__EXERCISE AIM__: Return exactly the lines that run from the one containing "of the seat" to the end of the entries, with both ends included.
▼
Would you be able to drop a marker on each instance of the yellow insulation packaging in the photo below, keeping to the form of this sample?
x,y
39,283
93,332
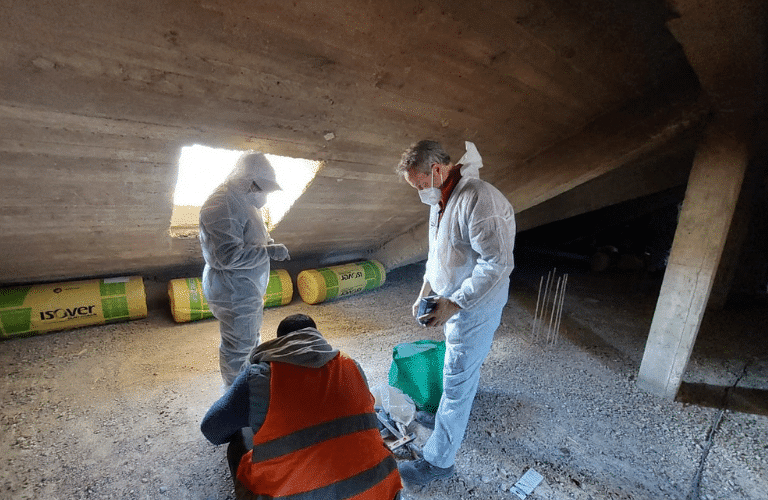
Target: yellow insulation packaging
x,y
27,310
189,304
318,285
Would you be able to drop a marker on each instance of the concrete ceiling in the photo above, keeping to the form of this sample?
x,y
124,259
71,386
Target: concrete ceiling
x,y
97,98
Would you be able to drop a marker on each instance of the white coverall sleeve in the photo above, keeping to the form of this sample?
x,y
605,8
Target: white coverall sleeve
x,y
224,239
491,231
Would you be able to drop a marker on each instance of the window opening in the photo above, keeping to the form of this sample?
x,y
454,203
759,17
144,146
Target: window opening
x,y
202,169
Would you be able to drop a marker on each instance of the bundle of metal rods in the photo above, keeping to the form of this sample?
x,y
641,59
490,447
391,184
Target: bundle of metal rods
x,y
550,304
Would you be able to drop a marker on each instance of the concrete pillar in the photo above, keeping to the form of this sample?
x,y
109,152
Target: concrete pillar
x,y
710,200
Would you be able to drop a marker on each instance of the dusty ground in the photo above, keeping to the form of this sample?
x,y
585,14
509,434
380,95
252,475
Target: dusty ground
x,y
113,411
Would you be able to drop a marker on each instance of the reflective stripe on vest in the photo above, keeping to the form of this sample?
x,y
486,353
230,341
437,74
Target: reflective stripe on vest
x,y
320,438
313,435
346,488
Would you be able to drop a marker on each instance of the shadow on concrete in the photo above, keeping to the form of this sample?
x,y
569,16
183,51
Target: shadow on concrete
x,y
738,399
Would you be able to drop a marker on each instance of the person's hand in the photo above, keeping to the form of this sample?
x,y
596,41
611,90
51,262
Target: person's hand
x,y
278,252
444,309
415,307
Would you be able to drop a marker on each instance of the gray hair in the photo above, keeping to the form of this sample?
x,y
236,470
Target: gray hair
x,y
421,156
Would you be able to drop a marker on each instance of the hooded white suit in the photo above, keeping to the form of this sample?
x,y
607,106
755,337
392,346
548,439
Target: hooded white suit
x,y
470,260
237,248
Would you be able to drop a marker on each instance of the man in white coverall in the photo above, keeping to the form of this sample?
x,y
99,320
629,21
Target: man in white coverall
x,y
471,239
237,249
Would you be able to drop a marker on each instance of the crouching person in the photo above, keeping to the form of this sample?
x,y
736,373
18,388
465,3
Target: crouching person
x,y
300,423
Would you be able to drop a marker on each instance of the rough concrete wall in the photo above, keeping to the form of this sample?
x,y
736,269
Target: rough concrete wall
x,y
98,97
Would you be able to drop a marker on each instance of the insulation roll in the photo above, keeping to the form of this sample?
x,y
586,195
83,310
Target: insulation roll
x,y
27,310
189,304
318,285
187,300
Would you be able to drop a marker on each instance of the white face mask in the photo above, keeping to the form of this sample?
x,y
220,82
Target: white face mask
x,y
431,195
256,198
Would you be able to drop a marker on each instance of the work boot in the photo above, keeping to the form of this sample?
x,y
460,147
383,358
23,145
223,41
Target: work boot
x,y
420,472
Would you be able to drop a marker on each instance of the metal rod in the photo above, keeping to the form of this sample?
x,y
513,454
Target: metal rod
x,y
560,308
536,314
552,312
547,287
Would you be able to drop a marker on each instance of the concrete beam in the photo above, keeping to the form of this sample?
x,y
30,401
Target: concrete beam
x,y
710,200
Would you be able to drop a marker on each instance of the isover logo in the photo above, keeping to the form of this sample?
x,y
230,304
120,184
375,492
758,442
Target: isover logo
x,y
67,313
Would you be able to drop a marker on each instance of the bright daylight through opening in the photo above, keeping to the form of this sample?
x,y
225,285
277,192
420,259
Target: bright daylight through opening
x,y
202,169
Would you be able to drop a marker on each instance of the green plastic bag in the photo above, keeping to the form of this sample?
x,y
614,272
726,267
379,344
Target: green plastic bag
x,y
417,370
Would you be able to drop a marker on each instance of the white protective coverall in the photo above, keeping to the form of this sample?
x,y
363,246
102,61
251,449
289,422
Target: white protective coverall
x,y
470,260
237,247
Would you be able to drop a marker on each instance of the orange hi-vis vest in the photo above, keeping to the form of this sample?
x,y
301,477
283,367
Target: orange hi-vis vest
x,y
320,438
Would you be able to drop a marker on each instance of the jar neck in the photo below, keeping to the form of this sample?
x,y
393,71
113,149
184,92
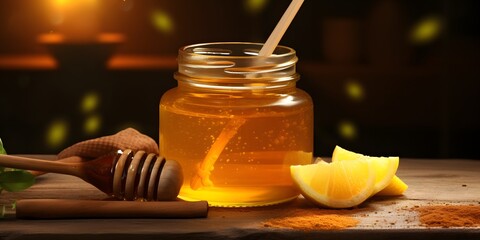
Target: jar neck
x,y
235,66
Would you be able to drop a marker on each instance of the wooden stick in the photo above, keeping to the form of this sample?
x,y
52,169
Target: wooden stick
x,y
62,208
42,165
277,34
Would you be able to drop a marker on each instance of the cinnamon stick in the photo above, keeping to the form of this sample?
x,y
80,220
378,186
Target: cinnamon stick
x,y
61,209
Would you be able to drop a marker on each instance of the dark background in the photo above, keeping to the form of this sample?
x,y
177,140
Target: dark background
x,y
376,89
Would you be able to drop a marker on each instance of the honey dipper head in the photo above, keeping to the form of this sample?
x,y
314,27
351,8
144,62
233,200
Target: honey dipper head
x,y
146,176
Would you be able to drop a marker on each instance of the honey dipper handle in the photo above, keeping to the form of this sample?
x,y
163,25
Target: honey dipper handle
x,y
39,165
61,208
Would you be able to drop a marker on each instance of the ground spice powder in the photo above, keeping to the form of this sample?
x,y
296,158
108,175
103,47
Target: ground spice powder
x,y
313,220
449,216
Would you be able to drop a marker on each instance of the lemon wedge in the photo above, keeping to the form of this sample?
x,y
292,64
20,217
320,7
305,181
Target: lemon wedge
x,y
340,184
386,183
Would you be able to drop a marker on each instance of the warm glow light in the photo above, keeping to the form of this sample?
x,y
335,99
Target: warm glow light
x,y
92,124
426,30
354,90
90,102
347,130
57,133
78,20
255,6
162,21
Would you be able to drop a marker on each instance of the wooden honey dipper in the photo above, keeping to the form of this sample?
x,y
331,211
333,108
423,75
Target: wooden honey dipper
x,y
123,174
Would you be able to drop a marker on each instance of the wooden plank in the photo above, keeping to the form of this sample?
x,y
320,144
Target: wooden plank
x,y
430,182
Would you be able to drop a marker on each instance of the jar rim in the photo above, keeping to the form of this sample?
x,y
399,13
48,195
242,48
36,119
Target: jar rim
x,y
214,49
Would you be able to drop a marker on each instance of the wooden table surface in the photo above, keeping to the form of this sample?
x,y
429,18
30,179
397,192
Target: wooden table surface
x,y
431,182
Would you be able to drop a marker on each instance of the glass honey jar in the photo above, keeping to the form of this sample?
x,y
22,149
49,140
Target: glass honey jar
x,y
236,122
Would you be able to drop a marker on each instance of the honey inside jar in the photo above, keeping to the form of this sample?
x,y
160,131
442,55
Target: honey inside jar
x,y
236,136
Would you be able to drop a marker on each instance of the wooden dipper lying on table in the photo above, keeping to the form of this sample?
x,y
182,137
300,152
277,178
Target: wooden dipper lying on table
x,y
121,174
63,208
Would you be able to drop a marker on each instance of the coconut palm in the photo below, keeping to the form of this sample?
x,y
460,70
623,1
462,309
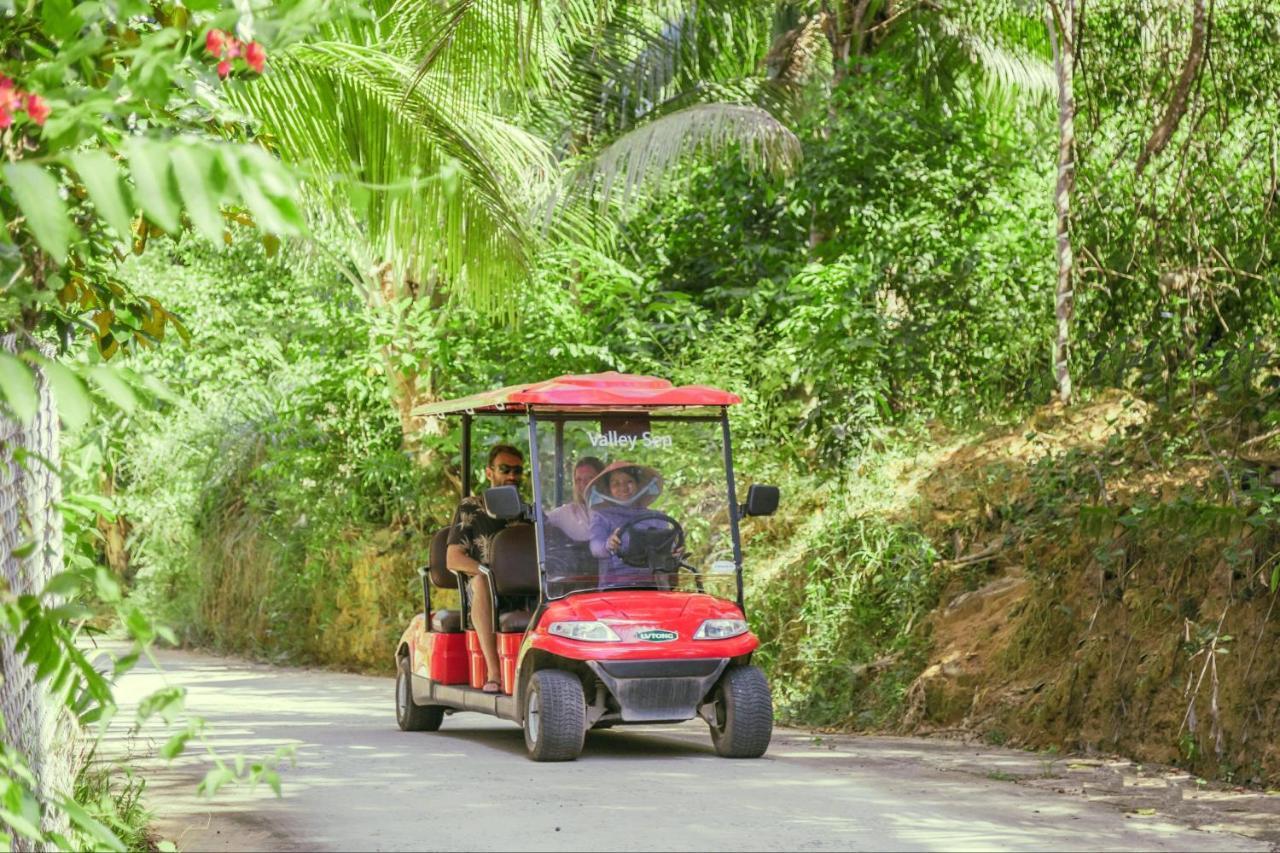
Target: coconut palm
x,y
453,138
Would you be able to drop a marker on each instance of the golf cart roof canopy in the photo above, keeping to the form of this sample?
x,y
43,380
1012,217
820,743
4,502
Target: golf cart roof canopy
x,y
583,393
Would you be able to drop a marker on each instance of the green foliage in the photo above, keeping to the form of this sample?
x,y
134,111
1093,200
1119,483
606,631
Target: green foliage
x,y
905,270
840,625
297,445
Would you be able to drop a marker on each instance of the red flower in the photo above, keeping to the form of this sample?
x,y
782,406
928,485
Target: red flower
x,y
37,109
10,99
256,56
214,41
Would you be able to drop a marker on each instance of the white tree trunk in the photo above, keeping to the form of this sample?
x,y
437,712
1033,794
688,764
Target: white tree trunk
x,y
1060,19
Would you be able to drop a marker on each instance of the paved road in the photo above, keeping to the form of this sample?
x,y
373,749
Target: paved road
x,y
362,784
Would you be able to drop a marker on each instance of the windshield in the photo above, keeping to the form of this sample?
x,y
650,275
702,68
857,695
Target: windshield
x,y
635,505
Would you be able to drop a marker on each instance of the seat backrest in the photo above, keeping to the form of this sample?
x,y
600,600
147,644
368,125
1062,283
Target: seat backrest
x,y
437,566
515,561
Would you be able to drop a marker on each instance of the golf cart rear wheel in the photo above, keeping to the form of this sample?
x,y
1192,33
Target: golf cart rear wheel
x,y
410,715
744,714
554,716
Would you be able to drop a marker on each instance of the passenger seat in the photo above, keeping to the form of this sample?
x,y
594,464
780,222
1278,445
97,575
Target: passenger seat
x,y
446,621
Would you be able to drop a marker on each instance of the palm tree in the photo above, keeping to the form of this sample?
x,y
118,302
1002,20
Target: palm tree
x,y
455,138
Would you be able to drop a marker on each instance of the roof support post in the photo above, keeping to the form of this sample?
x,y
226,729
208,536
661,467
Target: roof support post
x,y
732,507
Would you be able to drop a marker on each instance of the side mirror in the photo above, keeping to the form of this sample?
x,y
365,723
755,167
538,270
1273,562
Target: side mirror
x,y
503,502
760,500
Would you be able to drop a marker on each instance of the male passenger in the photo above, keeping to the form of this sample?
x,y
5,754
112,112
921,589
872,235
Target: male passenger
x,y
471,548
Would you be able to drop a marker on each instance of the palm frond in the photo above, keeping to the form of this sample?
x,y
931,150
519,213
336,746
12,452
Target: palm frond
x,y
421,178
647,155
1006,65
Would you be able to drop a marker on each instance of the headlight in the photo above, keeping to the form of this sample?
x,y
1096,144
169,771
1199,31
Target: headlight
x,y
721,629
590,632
▲
__COMPLETE OUTPUT__:
Would you be able to drop a marker on each instance of the seat backrest in the photo above, keeping to the form of this sample?
x,y
600,600
147,644
368,125
1062,283
Target: seat backrest
x,y
437,566
515,561
Would you be able to drop a marker on each instance of the golf cart rear wheel in the photo above, keeping to the form of this sample?
x,y
1192,33
Target: golf cart rear wheel
x,y
410,715
744,714
554,716
Would you be able to drop a marker on each instance of the passenger seat in the photo above, keeping to the form of this sample?
x,y
594,464
780,222
1278,445
97,575
Target: passenger seat
x,y
446,621
Would you be able to drop a marker on each instance of the palm tree in the photo above, keeping to the form of this sample?
x,y
118,302
1002,20
Target: palm tree
x,y
455,138
Would you be able to drop a marker on each instance of the roof support post in the photo above, keeping to the form of this sample?
x,y
226,729
208,536
661,467
Target: roof support post
x,y
732,507
Would you be able to drop a marker on each instance of the side mirror in the photo above, keeping to the form of this sample?
x,y
365,723
755,167
538,270
1273,562
Target: side mirror
x,y
503,502
760,500
Would you be able to drop a marker on each instance of the male passenger in the photo above, keeping to the form of this sample?
x,y
5,754
112,112
921,589
872,235
Target: male passenger
x,y
471,548
Would you be able to drop a marker on each instance of the palm frond in the photo above, keeping to the form of this sample?
x,y
931,150
519,213
336,746
12,452
Target: palm frond
x,y
421,178
647,155
1006,65
Would you be able to drop a marker on each instance of the headlight in the photo above, keeping to the form of this sample?
x,y
1096,144
169,771
1199,31
Target: headlight
x,y
721,629
590,632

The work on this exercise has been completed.